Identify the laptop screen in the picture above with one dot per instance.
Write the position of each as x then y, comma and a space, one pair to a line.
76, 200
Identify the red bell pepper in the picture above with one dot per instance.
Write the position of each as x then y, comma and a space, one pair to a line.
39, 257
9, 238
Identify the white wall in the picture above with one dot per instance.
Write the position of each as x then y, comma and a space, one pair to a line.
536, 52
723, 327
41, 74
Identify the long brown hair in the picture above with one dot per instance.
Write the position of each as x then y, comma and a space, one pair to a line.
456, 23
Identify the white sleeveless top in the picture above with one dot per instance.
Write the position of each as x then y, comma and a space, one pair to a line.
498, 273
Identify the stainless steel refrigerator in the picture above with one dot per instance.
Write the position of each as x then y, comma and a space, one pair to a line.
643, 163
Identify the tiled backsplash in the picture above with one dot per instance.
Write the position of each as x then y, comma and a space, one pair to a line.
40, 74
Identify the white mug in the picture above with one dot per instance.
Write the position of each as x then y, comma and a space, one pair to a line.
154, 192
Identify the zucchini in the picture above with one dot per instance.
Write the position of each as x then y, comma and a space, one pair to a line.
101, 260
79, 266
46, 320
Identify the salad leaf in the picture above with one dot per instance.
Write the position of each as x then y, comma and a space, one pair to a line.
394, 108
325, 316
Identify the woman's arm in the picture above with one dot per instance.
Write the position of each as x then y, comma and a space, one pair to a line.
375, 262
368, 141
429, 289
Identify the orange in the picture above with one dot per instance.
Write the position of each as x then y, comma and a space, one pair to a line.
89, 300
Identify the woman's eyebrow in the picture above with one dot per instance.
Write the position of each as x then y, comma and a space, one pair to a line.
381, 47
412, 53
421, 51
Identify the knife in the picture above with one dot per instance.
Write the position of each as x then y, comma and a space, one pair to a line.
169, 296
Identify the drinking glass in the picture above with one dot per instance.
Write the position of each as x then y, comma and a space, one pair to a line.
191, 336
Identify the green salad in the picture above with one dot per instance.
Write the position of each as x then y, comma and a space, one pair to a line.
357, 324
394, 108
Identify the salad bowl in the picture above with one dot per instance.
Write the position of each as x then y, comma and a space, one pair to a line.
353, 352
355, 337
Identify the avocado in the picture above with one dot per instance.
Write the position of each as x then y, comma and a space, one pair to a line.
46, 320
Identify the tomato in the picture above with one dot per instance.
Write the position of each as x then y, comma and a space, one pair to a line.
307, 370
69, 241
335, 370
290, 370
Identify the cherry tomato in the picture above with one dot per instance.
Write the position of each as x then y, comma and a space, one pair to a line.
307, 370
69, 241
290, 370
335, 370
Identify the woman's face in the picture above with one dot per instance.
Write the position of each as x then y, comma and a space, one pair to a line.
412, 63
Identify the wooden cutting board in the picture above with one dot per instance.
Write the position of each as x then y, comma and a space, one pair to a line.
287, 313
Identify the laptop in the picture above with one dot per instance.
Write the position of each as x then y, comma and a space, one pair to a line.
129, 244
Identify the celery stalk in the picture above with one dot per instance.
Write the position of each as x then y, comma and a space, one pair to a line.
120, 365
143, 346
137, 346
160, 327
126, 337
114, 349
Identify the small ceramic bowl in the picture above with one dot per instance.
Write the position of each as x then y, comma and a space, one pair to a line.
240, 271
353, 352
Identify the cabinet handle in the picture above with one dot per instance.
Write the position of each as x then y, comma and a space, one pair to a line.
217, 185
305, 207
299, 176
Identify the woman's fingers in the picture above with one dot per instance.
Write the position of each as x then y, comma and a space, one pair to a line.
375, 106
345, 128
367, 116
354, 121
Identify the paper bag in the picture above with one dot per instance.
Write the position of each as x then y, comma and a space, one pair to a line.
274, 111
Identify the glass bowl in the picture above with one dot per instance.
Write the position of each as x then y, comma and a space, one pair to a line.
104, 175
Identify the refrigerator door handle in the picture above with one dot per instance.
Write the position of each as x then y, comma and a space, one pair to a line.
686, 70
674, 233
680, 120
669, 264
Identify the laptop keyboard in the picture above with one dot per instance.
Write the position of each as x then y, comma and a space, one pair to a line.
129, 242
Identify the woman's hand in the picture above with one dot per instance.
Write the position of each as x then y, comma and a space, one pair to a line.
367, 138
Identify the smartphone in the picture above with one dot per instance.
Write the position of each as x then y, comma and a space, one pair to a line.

- - -

Can you format every line of the records above as a JSON list of strings, one string per line, with blank lines left out?

[
  "Identify the laptop screen in the picture above with one dot per instance.",
  "Write the position of each as x then y, comma and a space, one pair to a line.",
  "76, 200",
  "Identify the red bell pepper in the picture above with one dot per instance.",
  "Write the position of each as x then y, comma and a space, one pair to a line.",
  "39, 257",
  "9, 238",
  "Identify the white wall in the picture above with one dot per instance.",
  "Write the position of each as x then y, comma and a space, one pair to a line.",
  "536, 52",
  "723, 327",
  "41, 74",
  "Identify the long brown hair in the picture above with one dot per instance.",
  "Write the position of each as x then y, comma and a space, one pair to a line.",
  "456, 23",
  "Identify the white sleeveless top in the picture above with one dot per instance.",
  "Write the position of each as x then y, comma and a space, one pair to a line.",
  "498, 273",
  "Identify the stainless steel refrigerator in the picture above with one dot per instance.",
  "Write the position of each as x then y, comma and a space, one pair to a line.",
  "643, 163",
  "Identify the tiled backsplash in the picture above with one dot per instance.",
  "Write the position of each as x then y, comma and a space, one pair to a line.",
  "40, 74",
  "Identify the white mug in the picture above with one dot per instance.",
  "Write the position of each as x then y, comma and a space, one pair to a line.",
  "154, 192",
  "Identify the zucchini in the picture above with one dot per instance.",
  "Write the position of each as x then y, comma and a space, one pair to a line.",
  "101, 260",
  "79, 266",
  "46, 320",
  "Identify the salad leaf in the picture above with one dot per instance.",
  "Write the position of each as x then y, comma and a space, one pair to a line.",
  "394, 108",
  "325, 316",
  "Identify the woman's arm in the picture above with one dot per instance.",
  "Write the position of each as x then y, comma and a space, one pair to a line.",
  "375, 262",
  "368, 141",
  "429, 289",
  "Identify the orange in the picture above with one dot per instance.",
  "Write the position of each as x then y, comma and a space, one pair to a line.",
  "89, 300",
  "Identify the woman's eyebrow in the picture above with one dot per instance.",
  "Write the position of each as x then y, comma and a space, one pair to a line.",
  "381, 47",
  "412, 53",
  "421, 51",
  "Identify the knife in the picture above with one dot per instance.",
  "Write the position of each as x then y, comma and a space, one pair to a line.",
  "169, 296",
  "Identify the drinking glass in the picture above with one dot per instance.",
  "Write the position of each as x then y, comma and a space, one pair to a line.",
  "191, 336",
  "Identify the green salad in the picture above with one dot per instance.",
  "Write the position of each as x then y, comma and a space, one pair to a line.",
  "357, 324",
  "394, 108",
  "Identify the salad bowl in the picture above with one dot per instance.",
  "Write the position of each as x then y, comma and a space, one pair to a line.",
  "353, 352",
  "355, 337",
  "Identify the avocado in the picture above with one dot per instance.",
  "Write the position of each as x then y, comma and a space, one pair to a line.",
  "46, 320",
  "Identify the tomato in the picture above with one dot per instance.",
  "Write the position of each as x then y, comma and a space, one pair to a line.",
  "307, 370",
  "69, 241",
  "335, 370",
  "290, 370",
  "Identify the cherry tomato in the picture above with one dot per instance.",
  "Write the position of each as x then y, comma and a space, one pair to a line.",
  "307, 370",
  "69, 241",
  "290, 370",
  "335, 370",
  "Identify the woman's face in the picture above with one dot per instance.",
  "Write the position of each as x then y, comma and a space, one pair to a line.",
  "412, 63",
  "Identify the wooden cutting board in the picture above with one dot per instance.",
  "Write the position of each as x then y, comma and a space, one pair to a line.",
  "287, 313",
  "Identify the laptop in the picture above with one dot per instance.",
  "Write the position of each as x then y, comma and a space, one pair to a line.",
  "129, 244",
  "Identify the celery stalk in the picture above with one dot per instance.",
  "Write the position of each as x then y, comma and a space, one pair to a line.",
  "120, 365",
  "143, 346",
  "137, 346",
  "160, 327",
  "126, 337",
  "114, 349",
  "Identify the small ceramic bowl in the picture above with one dot per instance.",
  "Write the position of each as x then y, comma and a space, one pair to a line.",
  "240, 271",
  "353, 352",
  "Identify the cabinet handle in the picture above with one dot per instance.",
  "Write the position of each as x then y, comma and a space, one pair to a line.",
  "217, 185",
  "305, 207",
  "299, 176",
  "Identify the woman's fingers in the picture above with one dot per instance.",
  "Write the position of each as x then y, comma and a space, one pair to a line.",
  "375, 106",
  "345, 128",
  "367, 116",
  "354, 121",
  "Identify the paper bag in the picture above with one dot per instance.",
  "Write the position of each as x then y, comma and a space, one pair to a line.",
  "274, 111",
  "Identify the glass bowl in the picture above with one dot per instance.",
  "Write the position of each as x then y, comma and a space, one pair to a line.",
  "104, 175",
  "Identify the refrigerator door handle in the picture above with one dot per instance.",
  "Write the position of each as x then y, comma and a space, one pair to a line.",
  "686, 70",
  "674, 233",
  "680, 120",
  "669, 264",
  "Identify the laptop keyboard in the picture above with one dot per instance.",
  "Write the position of each as x then y, comma and a space, one pair to a line.",
  "129, 242",
  "Identify the woman's hand in the picture above with one dot per instance.",
  "Write the position of each as x then y, comma and a space, one pair to a line.",
  "367, 138",
  "Identify the smartphone in the picture above with one dot per instance.",
  "Write the position of each as x then y, comma and a space, one pair to a line."
]